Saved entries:
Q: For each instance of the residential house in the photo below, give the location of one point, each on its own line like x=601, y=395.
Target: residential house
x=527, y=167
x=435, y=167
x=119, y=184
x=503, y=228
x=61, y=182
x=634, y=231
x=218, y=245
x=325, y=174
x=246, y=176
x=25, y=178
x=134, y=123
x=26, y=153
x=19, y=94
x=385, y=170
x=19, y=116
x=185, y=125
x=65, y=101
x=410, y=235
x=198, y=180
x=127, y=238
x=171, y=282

Aim of the exercise ▸ Each record above should be set down again in its exact wording.

Exercise answer ▸
Q: For each instance of the residential house in the photo below, give the location of one point, each on its own line like x=601, y=395.
Target: residential house
x=527, y=167
x=435, y=167
x=119, y=184
x=503, y=228
x=61, y=182
x=634, y=231
x=218, y=245
x=325, y=174
x=246, y=176
x=25, y=178
x=134, y=123
x=26, y=153
x=19, y=94
x=385, y=170
x=19, y=116
x=185, y=125
x=65, y=101
x=410, y=235
x=198, y=180
x=127, y=238
x=171, y=282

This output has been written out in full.